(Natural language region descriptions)
━━━━

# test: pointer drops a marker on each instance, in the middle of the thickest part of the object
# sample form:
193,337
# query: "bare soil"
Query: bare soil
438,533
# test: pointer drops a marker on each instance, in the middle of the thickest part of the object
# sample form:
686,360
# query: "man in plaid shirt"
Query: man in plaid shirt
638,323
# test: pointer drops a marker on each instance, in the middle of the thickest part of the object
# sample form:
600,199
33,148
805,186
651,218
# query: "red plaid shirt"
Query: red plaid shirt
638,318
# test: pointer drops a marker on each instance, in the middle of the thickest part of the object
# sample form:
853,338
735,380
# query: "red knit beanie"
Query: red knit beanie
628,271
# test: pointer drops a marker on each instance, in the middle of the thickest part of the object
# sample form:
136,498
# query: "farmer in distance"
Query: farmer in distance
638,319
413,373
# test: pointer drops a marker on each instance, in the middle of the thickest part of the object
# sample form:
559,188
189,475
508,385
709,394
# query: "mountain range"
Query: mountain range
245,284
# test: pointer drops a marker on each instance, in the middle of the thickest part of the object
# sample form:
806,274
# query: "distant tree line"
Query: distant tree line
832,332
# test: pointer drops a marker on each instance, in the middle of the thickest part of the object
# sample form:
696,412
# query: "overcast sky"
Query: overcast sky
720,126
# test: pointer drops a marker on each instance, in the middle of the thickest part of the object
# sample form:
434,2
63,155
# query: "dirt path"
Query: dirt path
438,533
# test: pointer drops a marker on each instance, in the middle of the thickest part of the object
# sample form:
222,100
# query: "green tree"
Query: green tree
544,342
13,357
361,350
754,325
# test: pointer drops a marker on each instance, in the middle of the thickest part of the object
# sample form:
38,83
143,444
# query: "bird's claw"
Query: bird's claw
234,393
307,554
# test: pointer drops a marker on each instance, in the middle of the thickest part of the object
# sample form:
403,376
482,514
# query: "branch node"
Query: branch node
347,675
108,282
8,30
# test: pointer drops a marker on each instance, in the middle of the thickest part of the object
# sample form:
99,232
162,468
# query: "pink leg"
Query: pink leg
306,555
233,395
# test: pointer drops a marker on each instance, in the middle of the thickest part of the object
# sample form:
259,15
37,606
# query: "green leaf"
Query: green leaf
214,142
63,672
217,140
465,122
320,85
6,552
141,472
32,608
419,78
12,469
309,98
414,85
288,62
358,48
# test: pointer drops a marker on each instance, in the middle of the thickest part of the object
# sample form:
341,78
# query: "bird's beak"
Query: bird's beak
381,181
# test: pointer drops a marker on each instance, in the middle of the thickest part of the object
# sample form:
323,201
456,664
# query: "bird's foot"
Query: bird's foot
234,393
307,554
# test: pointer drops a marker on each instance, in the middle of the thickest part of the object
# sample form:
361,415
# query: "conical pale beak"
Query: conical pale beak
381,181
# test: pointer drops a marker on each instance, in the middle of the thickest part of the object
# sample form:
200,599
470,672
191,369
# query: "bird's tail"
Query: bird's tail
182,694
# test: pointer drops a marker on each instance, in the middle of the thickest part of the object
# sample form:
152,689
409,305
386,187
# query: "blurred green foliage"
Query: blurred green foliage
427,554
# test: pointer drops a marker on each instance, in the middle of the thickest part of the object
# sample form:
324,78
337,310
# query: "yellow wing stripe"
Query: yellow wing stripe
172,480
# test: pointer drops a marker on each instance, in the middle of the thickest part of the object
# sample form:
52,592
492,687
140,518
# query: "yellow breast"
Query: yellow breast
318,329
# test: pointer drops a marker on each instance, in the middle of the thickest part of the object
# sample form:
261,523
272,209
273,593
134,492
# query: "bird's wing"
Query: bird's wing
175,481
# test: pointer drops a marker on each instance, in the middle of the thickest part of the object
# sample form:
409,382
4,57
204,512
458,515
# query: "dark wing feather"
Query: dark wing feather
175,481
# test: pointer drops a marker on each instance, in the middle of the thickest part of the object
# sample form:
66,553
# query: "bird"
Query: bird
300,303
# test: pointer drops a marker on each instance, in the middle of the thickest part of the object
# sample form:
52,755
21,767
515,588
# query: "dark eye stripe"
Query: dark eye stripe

━━━━

» WHAT YOU WILL DO:
Each line of the data must be returned exactly.

» ANSWER TO THE PROBLEM:
# test: pointer drops a marker on each instance, in the middle of the thickest part of the object
# sample form:
193,337
# query: "bare soil"
Query: bare soil
438,533
# test: pointer drops a marker on each instance, in the middle of the thickest part of the object
# sample form:
686,360
# query: "man in plaid shirt"
Query: man in plaid shirt
638,323
# test: pointer drops a marker on each instance, in the middle of the thickest part of the object
# sample form:
600,199
33,148
805,186
651,218
# query: "red plaid shirt"
Query: red plaid shirt
638,318
# test: pointer drops a marker on each instance, in the middle of the thickest part of the object
# sample form:
853,338
735,380
# query: "red knit beanie"
Query: red knit beanie
628,271
# test: pointer drops a marker on each instance, in the middle of the thickest part of the object
# sample form:
136,498
# query: "farmer in distance"
Query: farmer in distance
638,319
413,373
# test: pointer drops a marker on each instance, in the middle of the thickest part of the object
# sample form:
559,188
189,475
508,385
709,394
# query: "mountain range"
Query: mountain range
245,284
# test: pointer drops a marker on each instance, in the middle of the thickest part of the object
# sample form:
806,274
# query: "distant tree line"
Query: distant tree line
832,332
# test: pointer drops a marker on each instance, in the middle of the thickest part of the object
# sample form:
696,412
# query: "overcast sky"
Query: overcast sky
720,126
# test: pointer drops a marker on each instance, in the middle of the thickest part of the object
# sample form:
434,2
63,155
# query: "dirt path"
Query: dirt path
438,533
# test: pointer drops a marker on each instance, in the middle of the thickest part of the object
# sample form:
222,100
# query: "green tree"
Query: green tree
544,342
13,357
361,350
754,325
# test: pointer drops a marker on each instance, in the middle of the thickest part of the object
# sample form:
38,83
143,444
# query: "bird's claw"
Query: bird's claw
234,393
307,554
# test: pointer drops a marker on each instance, in the middle of the thickest part of the object
# sample form:
403,376
482,514
# query: "branch node"
Query: branch node
347,675
108,282
8,30
# test: pointer drops a marker on each instance, in the middle of the thickest part of the object
# sample form:
99,232
162,468
# query: "pink leg"
Query: pink leg
306,555
233,395
# test: pointer drops a marker on each instance, in the middle of the thickest part of the object
# sample form:
259,15
37,606
# query: "green leaf"
Query: green leaf
214,142
63,672
217,140
465,122
320,85
6,552
141,472
32,608
419,78
12,469
309,98
414,85
288,62
358,48
# test: pointer drops a marker on each instance, in the middle of the thickest part of the object
# sample form:
341,78
# query: "bird's beak"
Query: bird's beak
381,181
# test: pointer drops a marker on each instance, in the middle of the thickest part of the object
# sample form:
323,201
456,664
# query: "bird's foot"
Query: bird's foot
234,393
307,554
# test: pointer drops a marker on each instance, in the middle of the thickest part of the object
# sample form:
361,415
# query: "conical pale beak"
Query: conical pale beak
381,181
# test: pointer drops a marker on each instance, in the middle of the thickest part of the object
# sample form:
200,599
470,672
191,369
# query: "bird's tail"
Query: bird's tail
182,694
# test: pointer drops a marker on each instance, in the middle of the thickest part of the object
# sample form:
152,689
409,305
386,187
# query: "blurred green foliage"
Query: blurred green foliage
427,554
# test: pointer drops a marker on each instance, in the middle of the thickest part of the object
# sample form:
324,78
337,310
# query: "yellow wing stripe"
Query: yellow wing stripe
172,480
# test: pointer drops a marker on each instance, in the middle of the thickest part of the object
# sample form:
52,592
492,687
140,518
# query: "yellow breast"
Query: yellow breast
318,329
# test: pointer drops a marker on each instance, in the middle of the thickest part of the object
# sample form:
261,523
272,209
273,593
134,492
# query: "bird's wing"
Query: bird's wing
175,481
# test: pointer drops a marker on each instance, in the middle of the thickest part of the object
# sample form:
409,382
4,57
204,512
458,515
# query: "dark wing feather"
Query: dark wing feather
175,481
# test: pointer drops a marker on each instance, in the middle of the thickest part of the object
# sample form:
66,553
# query: "bird"
Query: bird
300,303
# test: pointer drops a marker on each instance, in the middle of the thickest part of the object
# sample form:
52,755
21,767
515,588
# query: "dark eye stripe"
Query: dark eye stripe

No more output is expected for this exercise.